TASK SET |
1. How would you render this sentence from the post on the fall TV lineup into Spanish: "I’ve heard this is the best reality show out there."
2. Do these statements agree with the post on the fall TV lineup? Answer yes or no for each, quoting the words of the post that decide it. (a) The writer intends to watch House this season. (b) My Name is Earl airs at a different time than House. (c) The writer is sorry that Monica Potter is leaving Boston Legal.
3. Copy the post on the fall TV lineup word for word from "Law & Order: Special" to "Law & Order bored.".

SUPPLIED TEXT |
*-*-*

I asked you a simple question! Do you love her? YES! But don't hold that against me, I'm a little screwy myself!

Monday, September 26, 2005

The Fall of TV - Part 2

Tuesday night – Finally a night of hard decisions.

ABC
According to Jim: This is not one of them.

Rodney: Another family/cute kid sitcom. I think I’ll pass.

Commander in Chief: So, Geena Davis is the president. But the world’s not ready! For a woman. This just seems so serious. And sad, since I’d rather see a woman actually be in the White House than see one playing at it.

Boston Legal: Okay, so, this is my guilty pleasure show. It’s complete camp. It’s James Spader and William Shatner in the same room feeding off each other. Throw in Candace Bergen and some Betty White here and there, and it’s beyond hilarious. And the fact that they’re getting rid of Monica Potter this year? I’m so stoked.

CBS
NCIS: What is this? CSI, but with the army?

The Amazing Race: I’ve heard this is the best reality show out there. But it’s got too much 9 o’clock competition for me to play along.

Close to Home: A legal drama. Without James Spader or William Shatner.

NBC
The Biggest Loser: This show is one of the reasons people go ex-patriot.

My Name is Earl: Okay. I love Jason Lee. And I would love to watch this show. It looks funny and a little unconventional and most importantly: Jason Lee. But it comes on at the same time as House

The Office: Ditto. I love Steve Carrell and I’ve heard really great things. But, House.

Law & Order: Special Victims Unit: Um, I don’t want to alarm anyone, but this Law & Order thing is reproducing like a lot of bored bunnies. Like, watching Law & Order bored.

Fox
Bones: This is David Boreanaz’s new show. I am glad he’s working. I want to make that clear. Even before the show aired, I was concerned about the leading lady of this show. In one of my less charitable moments, I called her “ugly in the face” much to Sam’s amusement. Still, I held out hope that, upon actually watching the show, I would come to like her, love her, laud her as a shining example of the betterment of not-that-attractive people on TV. As it turns out, per the pilot, her character is not only not attractive enough to play opposite David Boreanaz, she’s also pretty bitchy and meddlesome. While I can get on board with a bitchy woman, this woman seems like overkill with her nonsensical involvement in FBI cases and complete lack of pop culture references. I just think I have to let David Boreanaz and his meal ticket soldier on without me.

House: This, I will be watching. It’s bitchy done right. House is mean, but with a lot of humor and pop culture references that seem even funnier when Hugh Laurie pauses and relishes the words with wide eyes and a little ironic jut of chin. My hope for this season is that both Sela Ward and the lady who plays Dr. Cameron get very little screen time.

*-*-*

[A data block]

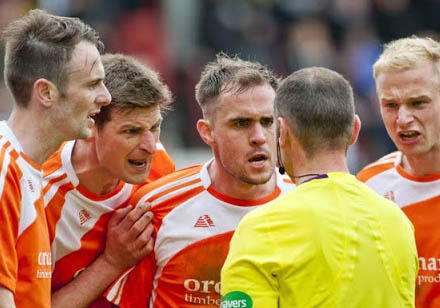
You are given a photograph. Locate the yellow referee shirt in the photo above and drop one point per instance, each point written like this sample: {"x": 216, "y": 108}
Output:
{"x": 331, "y": 242}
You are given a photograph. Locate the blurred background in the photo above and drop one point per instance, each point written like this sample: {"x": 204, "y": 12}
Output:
{"x": 178, "y": 37}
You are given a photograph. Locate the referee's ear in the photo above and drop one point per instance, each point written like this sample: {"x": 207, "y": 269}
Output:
{"x": 356, "y": 129}
{"x": 205, "y": 131}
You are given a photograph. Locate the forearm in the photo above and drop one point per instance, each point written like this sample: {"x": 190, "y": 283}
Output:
{"x": 87, "y": 286}
{"x": 6, "y": 298}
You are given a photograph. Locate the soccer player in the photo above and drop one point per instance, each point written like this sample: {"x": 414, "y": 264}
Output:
{"x": 407, "y": 76}
{"x": 89, "y": 182}
{"x": 54, "y": 72}
{"x": 332, "y": 242}
{"x": 197, "y": 209}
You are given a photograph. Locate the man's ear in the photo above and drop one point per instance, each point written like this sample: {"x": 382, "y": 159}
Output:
{"x": 356, "y": 129}
{"x": 283, "y": 131}
{"x": 45, "y": 92}
{"x": 205, "y": 131}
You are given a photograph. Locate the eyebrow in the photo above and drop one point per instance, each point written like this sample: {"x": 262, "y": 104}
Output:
{"x": 412, "y": 98}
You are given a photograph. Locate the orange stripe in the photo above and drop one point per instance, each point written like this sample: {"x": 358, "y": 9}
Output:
{"x": 30, "y": 161}
{"x": 181, "y": 174}
{"x": 162, "y": 209}
{"x": 53, "y": 163}
{"x": 276, "y": 192}
{"x": 427, "y": 178}
{"x": 53, "y": 181}
{"x": 54, "y": 208}
{"x": 174, "y": 188}
{"x": 369, "y": 172}
{"x": 10, "y": 217}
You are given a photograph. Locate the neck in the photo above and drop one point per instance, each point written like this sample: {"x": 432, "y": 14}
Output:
{"x": 88, "y": 170}
{"x": 321, "y": 163}
{"x": 422, "y": 165}
{"x": 231, "y": 186}
{"x": 37, "y": 140}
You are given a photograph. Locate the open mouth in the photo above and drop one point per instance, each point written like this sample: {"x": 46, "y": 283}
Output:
{"x": 258, "y": 158}
{"x": 409, "y": 135}
{"x": 138, "y": 163}
{"x": 91, "y": 115}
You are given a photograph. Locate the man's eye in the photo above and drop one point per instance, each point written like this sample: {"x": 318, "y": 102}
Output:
{"x": 242, "y": 123}
{"x": 267, "y": 122}
{"x": 131, "y": 131}
{"x": 390, "y": 105}
{"x": 418, "y": 103}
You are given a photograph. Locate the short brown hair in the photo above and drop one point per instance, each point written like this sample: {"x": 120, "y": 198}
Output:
{"x": 131, "y": 85}
{"x": 318, "y": 104}
{"x": 39, "y": 45}
{"x": 228, "y": 74}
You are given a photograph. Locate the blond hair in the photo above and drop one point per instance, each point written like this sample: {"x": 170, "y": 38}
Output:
{"x": 407, "y": 53}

*-*-*

SOLUTIONS TO EACH TASK |
1. He oído que este es el mejor reality show que existe.

2.
(a) Yes: "House: This, I will be watching."
(b) No: "But it comes on at the same time as House"
(c) No: "And the fact that they’re getting rid of Monica Potter this year? I’m so stoked."

3.
Law & Order: Special Victims Unit: Um, I don’t want to alarm anyone, but this Law & Order thing is reproducing like a lot of bored bunnies. Like, watching Law & Order bored.